*Material provided*
····················
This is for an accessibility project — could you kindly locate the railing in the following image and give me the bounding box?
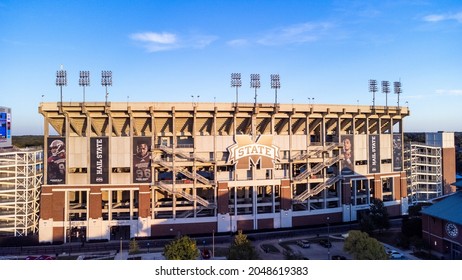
[293,175,343,203]
[157,182,213,208]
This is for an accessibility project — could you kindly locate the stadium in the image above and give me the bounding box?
[39,102,409,242]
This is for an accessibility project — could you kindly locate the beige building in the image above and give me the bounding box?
[0,148,43,236]
[39,102,409,242]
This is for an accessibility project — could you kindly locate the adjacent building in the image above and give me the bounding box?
[405,131,456,204]
[39,102,409,242]
[0,107,43,236]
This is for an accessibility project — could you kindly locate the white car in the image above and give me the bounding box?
[297,239,310,248]
[387,250,404,260]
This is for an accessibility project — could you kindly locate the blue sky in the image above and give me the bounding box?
[0,0,462,135]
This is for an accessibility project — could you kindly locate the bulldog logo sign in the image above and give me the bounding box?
[228,135,279,169]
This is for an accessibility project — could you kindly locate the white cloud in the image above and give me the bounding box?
[226,39,249,47]
[423,12,462,23]
[130,32,216,52]
[130,32,177,44]
[436,89,462,96]
[257,22,332,46]
[130,32,179,52]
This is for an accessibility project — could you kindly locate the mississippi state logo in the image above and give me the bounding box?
[228,135,279,169]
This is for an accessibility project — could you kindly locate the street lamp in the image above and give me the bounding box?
[250,74,260,107]
[369,80,378,107]
[231,73,242,106]
[270,74,281,105]
[79,71,90,103]
[120,237,123,260]
[212,230,215,259]
[56,65,67,108]
[101,71,112,106]
[327,217,330,260]
[394,82,402,108]
[382,81,390,107]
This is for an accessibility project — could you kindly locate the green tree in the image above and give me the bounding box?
[369,198,390,232]
[343,230,388,260]
[228,230,258,260]
[164,235,199,260]
[128,239,140,254]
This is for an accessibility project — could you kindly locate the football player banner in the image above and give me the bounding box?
[369,135,380,173]
[393,134,403,171]
[90,137,109,184]
[47,137,66,185]
[133,137,152,183]
[340,135,354,175]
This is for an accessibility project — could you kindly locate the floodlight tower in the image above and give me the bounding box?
[394,82,402,108]
[79,71,90,103]
[231,73,242,106]
[56,65,67,108]
[250,74,260,107]
[101,71,112,106]
[270,74,281,105]
[382,81,390,107]
[369,80,378,108]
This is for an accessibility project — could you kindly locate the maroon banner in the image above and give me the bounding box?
[133,137,152,183]
[47,137,66,185]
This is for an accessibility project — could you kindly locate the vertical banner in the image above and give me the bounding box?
[90,137,109,184]
[393,134,403,171]
[133,137,152,183]
[369,135,380,173]
[340,135,354,175]
[47,137,66,185]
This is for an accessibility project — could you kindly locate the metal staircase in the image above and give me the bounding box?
[293,175,343,203]
[294,155,343,181]
[159,145,210,162]
[291,142,340,160]
[154,160,213,185]
[157,182,215,208]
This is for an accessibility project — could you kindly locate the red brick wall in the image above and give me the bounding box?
[442,148,456,194]
[281,180,292,210]
[217,182,229,214]
[138,185,151,218]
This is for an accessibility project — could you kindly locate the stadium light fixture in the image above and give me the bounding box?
[394,82,402,108]
[101,71,112,106]
[79,71,90,103]
[231,73,242,105]
[382,81,390,107]
[369,80,378,107]
[250,74,260,107]
[56,65,67,107]
[270,74,281,105]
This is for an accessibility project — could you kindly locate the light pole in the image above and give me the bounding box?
[382,81,390,108]
[56,65,67,109]
[270,74,281,105]
[120,237,123,260]
[250,74,260,107]
[231,73,242,106]
[101,71,112,106]
[212,230,215,259]
[327,217,330,260]
[79,71,90,103]
[369,80,377,108]
[394,82,402,108]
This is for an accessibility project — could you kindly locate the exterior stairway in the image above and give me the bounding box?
[159,145,210,162]
[294,155,343,182]
[157,182,215,208]
[292,175,342,204]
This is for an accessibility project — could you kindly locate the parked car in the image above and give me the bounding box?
[387,250,404,260]
[319,239,332,248]
[201,249,210,260]
[297,239,310,248]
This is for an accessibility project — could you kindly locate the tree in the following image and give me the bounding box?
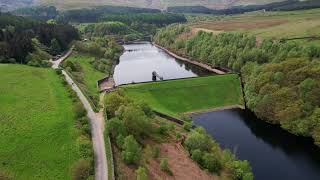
[184,128,212,152]
[202,153,222,173]
[106,117,128,138]
[136,166,148,180]
[50,38,62,55]
[160,158,172,175]
[72,159,92,180]
[191,149,203,164]
[122,135,141,164]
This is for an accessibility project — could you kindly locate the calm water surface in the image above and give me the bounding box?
[192,109,320,180]
[114,42,210,85]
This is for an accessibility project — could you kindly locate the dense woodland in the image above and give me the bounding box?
[105,89,253,180]
[167,0,320,15]
[154,25,320,145]
[58,6,160,23]
[0,14,79,66]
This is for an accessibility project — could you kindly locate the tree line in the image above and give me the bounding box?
[154,25,320,146]
[167,0,320,15]
[105,89,253,180]
[0,14,79,66]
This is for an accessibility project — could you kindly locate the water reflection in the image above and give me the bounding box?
[192,110,320,180]
[114,42,211,85]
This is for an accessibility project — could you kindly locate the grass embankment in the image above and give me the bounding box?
[122,74,243,116]
[192,9,320,41]
[0,64,80,179]
[66,53,107,110]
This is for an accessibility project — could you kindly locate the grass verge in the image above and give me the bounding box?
[0,64,80,179]
[121,74,243,116]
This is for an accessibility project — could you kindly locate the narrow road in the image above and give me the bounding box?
[52,49,108,180]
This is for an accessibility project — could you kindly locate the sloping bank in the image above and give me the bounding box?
[154,25,320,146]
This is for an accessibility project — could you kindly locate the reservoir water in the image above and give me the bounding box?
[192,109,320,180]
[114,42,320,180]
[113,42,210,85]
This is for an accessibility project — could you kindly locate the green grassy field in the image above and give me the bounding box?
[122,74,243,116]
[192,9,320,39]
[0,64,80,180]
[67,53,106,98]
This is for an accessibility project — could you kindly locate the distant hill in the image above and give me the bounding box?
[26,0,284,9]
[0,0,35,11]
[0,0,320,12]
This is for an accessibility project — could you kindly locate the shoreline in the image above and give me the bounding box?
[152,42,226,74]
[184,105,246,116]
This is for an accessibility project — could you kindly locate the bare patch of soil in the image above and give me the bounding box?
[147,143,217,180]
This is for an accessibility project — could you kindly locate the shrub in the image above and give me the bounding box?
[116,134,124,149]
[176,132,182,141]
[74,102,87,118]
[184,128,213,152]
[136,166,148,180]
[202,153,222,173]
[106,118,128,138]
[72,159,92,180]
[183,122,192,131]
[119,104,152,139]
[160,158,172,175]
[77,136,93,159]
[152,146,160,158]
[191,149,203,164]
[105,93,128,118]
[157,123,169,135]
[122,135,141,164]
[0,170,12,180]
[229,160,253,180]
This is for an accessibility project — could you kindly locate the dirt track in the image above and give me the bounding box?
[52,49,108,180]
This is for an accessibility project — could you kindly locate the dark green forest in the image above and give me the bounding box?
[154,25,320,145]
[167,0,320,15]
[0,14,79,66]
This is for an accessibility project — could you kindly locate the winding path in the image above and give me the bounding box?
[52,48,108,180]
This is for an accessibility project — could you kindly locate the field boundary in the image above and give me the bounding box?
[116,72,239,88]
····················
*Stated task*
Set out every line of the rows above as a numbered list, skipping blank lines and leaving the pictures out.

*Answer below*
1. This is for an accessibility project — could you kindly locate the railing in the following image and give me the bounding box?
2. [293,175,343,203]
3. [157,182,213,208]
4. This is for an accessibility project — could you kindly locate the stadium in the image above and give me the bounding box?
5. [39,102,409,242]
6. This is for an accessibility project — could you kindly locate the beige building in the image above and give me the bounding box?
7. [0,148,43,236]
8. [39,102,409,242]
9. This is for an accessibility project — could you kindly locate the adjacent building in the image above and give me the bounding box?
10. [405,131,456,204]
11. [39,102,409,242]
12. [0,107,43,236]
13. This is for an accessibility project — could you kindly locate the white car in the image above and give me the bounding box?
14. [297,239,310,248]
15. [387,250,404,260]
16. This is for an accessibility project — could you kindly locate the blue sky in the image above and give me the bounding box?
17. [0,0,462,135]
18. This is for an accessibility project — could you kindly locate the bulldog logo sign in the image above and give me the bounding box?
19. [228,135,279,169]
20. This is for an accessibility project — could you kindly locate the white cloud in the image above and give me the bounding box?
21. [226,39,249,47]
22. [423,12,462,23]
23. [130,32,216,52]
24. [130,32,177,44]
25. [436,89,462,96]
26. [257,22,332,46]
27. [130,32,179,52]
28. This is for an accessibility project — could you kindly locate the mississippi state logo in the image above and give me the bounding box?
29. [228,135,279,169]
30. This is for an accessibility project — could you kindly locate the street lamp in the image above and give me the bounding box?
31. [250,74,260,107]
32. [369,80,378,107]
33. [231,73,242,106]
34. [270,74,281,105]
35. [79,71,90,103]
36. [120,237,123,260]
37. [212,230,215,259]
38. [56,65,67,108]
39. [101,71,112,106]
40. [327,217,330,260]
41. [394,82,402,108]
42. [382,81,390,107]
43. This is for an accessibility project — could you kindly locate the green tree in the image above and give me the bounding box?
44. [369,198,390,232]
45. [343,230,388,260]
46. [228,230,258,260]
47. [164,235,199,260]
48. [128,239,140,254]
49. This is for an accessibility project — could you kindly locate the football player banner in the image above and give me the bounding box?
50. [369,135,380,173]
51. [393,134,403,171]
52. [90,137,109,184]
53. [47,137,66,185]
54. [133,137,152,183]
55. [340,135,354,175]
56. This is for an accessibility project — could you kindly locate the floodlight tower in the image above and give me the bounding box?
57. [394,82,402,108]
58. [79,71,90,103]
59. [231,73,242,106]
60. [56,65,67,108]
61. [250,74,260,107]
62. [101,71,112,106]
63. [270,74,281,105]
64. [382,81,390,107]
65. [369,80,378,108]
66. This is for an accessibility project — could you kindly locate the maroon banner in the image above and give me the bounding box?
67. [133,137,152,183]
68. [47,137,66,185]
69. This is for an accessibility project — could you kindly locate the vertical banner in the image above and give me the bounding box?
70. [90,137,109,184]
71. [393,134,403,171]
72. [133,137,152,183]
73. [369,135,380,173]
74. [340,135,354,175]
75. [47,137,66,185]
76. This is for an accessibility project — could you kindly locate the metal staircase in the image above and give me the bounding box?
77. [293,175,343,203]
78. [294,155,343,181]
79. [159,145,210,162]
80. [291,142,340,160]
81. [154,160,213,185]
82. [157,182,215,208]
83. This is for an accessibility project — could you kindly locate the red brick wall in the image above and give me the bounding box?
84. [442,148,456,194]
85. [281,180,292,210]
86. [217,182,229,214]
87. [138,185,151,218]
88. This is for an accessibility project — could you kindly locate the stadium light fixture in the image above and give me the bounding box?
89. [394,82,402,108]
90. [101,71,112,106]
91. [79,71,90,103]
92. [231,73,242,105]
93. [382,81,390,107]
94. [369,80,378,107]
95. [250,74,260,107]
96. [56,65,67,107]
97. [270,74,281,105]
98. This is for an accessibility project — could you kindly locate the light pole in the image above and give me the bounding box?
99. [382,81,390,108]
100. [56,65,67,109]
101. [270,74,281,105]
102. [120,237,123,260]
103. [250,74,260,107]
104. [231,73,242,106]
105. [101,71,112,106]
106. [212,230,215,259]
107. [327,217,330,260]
108. [79,71,90,103]
109. [369,80,377,108]
110. [394,82,402,108]
111. This is for an accessibility project — could you kindly locate the exterior stairway in the image above and give me the bounding box?
112. [159,145,210,162]
113. [294,155,343,182]
114. [157,182,215,208]
115. [292,175,342,204]
116. This is for an accessibility project — could you kindly locate the parked car in the image above and give me the bounding box?
117. [387,250,404,260]
118. [319,239,332,248]
119. [201,249,210,260]
120. [297,239,310,248]
121. This is for an accessibility project — could you kindly locate the tree in the following image and give me the bounding box?
122. [184,128,212,152]
123. [202,153,222,173]
124. [106,117,128,138]
125. [136,166,148,180]
126. [50,38,62,55]
127. [160,158,172,175]
128. [72,159,92,180]
129. [191,149,203,164]
130. [122,135,141,164]
131. This is for an accessibility project — could you kindly locate the calm water surface in the image above and give me the bounding box?
132. [192,109,320,180]
133. [114,42,210,85]
134. This is for an accessibility project — could you kindly locate the dense woodland in the image above and give me the bounding box?
135. [105,89,253,180]
136. [167,0,320,15]
137. [154,25,320,145]
138. [58,6,160,23]
139. [0,14,79,66]
140. This is for an accessibility project — could you kindly locate the tree line in the image above and give me the bounding box?
141. [154,25,320,146]
142. [167,0,320,15]
143. [105,89,253,180]
144. [0,14,79,66]
145. This is for an accessibility project — could you kindly locate the water reflection in the image above and give me the bounding box?
146. [192,110,320,180]
147. [114,42,211,85]
148. This is for an accessibility project — could you kindly locate the grass embankment in the image above and give me the bounding box?
149. [122,74,243,116]
150. [192,9,320,41]
151. [0,64,80,179]
152. [66,53,107,110]
153. This is for an accessibility project — could you kindly locate the grass verge in the image above and give me the bounding box?
154. [0,64,80,179]
155. [121,74,243,116]
156. This is for an accessibility project — could you kindly locate the narrow road in the image above and give me the bounding box?
157. [52,49,108,180]
158. This is for an accessibility project — could you kindly locate the sloping bank in the image above and give me the bounding box?
159. [154,25,320,146]
160. This is for an accessibility project — could you kindly locate the reservoir water in the image above and give me the bounding box?
161. [192,109,320,180]
162. [114,42,320,180]
163. [113,42,210,85]
164. This is for an accessibility project — could you kindly locate the green grassy field in the image above and give me the bounding box?
165. [122,74,243,116]
166. [192,9,320,39]
167. [0,64,80,180]
168. [67,53,106,98]
169. This is for an accessibility project — could you kindly locate the distant hill in the image above and give me the bounding box?
170. [26,0,284,9]
171. [0,0,35,11]
172. [0,0,320,12]
173. This is for an accessibility project — could you kindly locate the shoreline in the image above and give me the bounding box?
174. [152,42,226,74]
175. [184,105,246,116]
176. This is for an accessibility project — could you kindly locate the bare patch of soil in the image above and give me the bounding box?
177. [147,143,217,180]
178. This is for an accessibility project — could you kindly locate the shrub in the image above and give me the bounding box?
179. [116,134,124,149]
180. [176,132,182,141]
181. [74,102,87,118]
182. [184,128,213,152]
183. [136,166,148,180]
184. [202,153,222,173]
185. [106,118,128,138]
186. [72,159,92,180]
187. [183,122,192,131]
188. [119,104,152,139]
189. [160,158,172,175]
190. [77,136,93,159]
191. [152,146,160,158]
192. [191,149,203,164]
193. [105,93,128,118]
194. [157,123,169,135]
195. [122,135,141,164]
196. [0,170,12,180]
197. [229,160,253,180]
198. This is for an accessibility project — could you kindly locate the dirt track in the image above and give me the bounding box?
199. [52,49,108,180]
200. This is for an accessibility project — could you kindly locate the dark green forest in the image above and give me the bounding box?
201. [154,25,320,145]
202. [167,0,320,15]
203. [0,14,79,66]
204. This is for an accessibility project — could you kindly locate the winding path in the image above and give me the bounding box?
205. [52,48,108,180]
206. This is for an accessibility project — could you kindly locate the field boundary in the image above and give me the bounding box?
207. [116,72,239,88]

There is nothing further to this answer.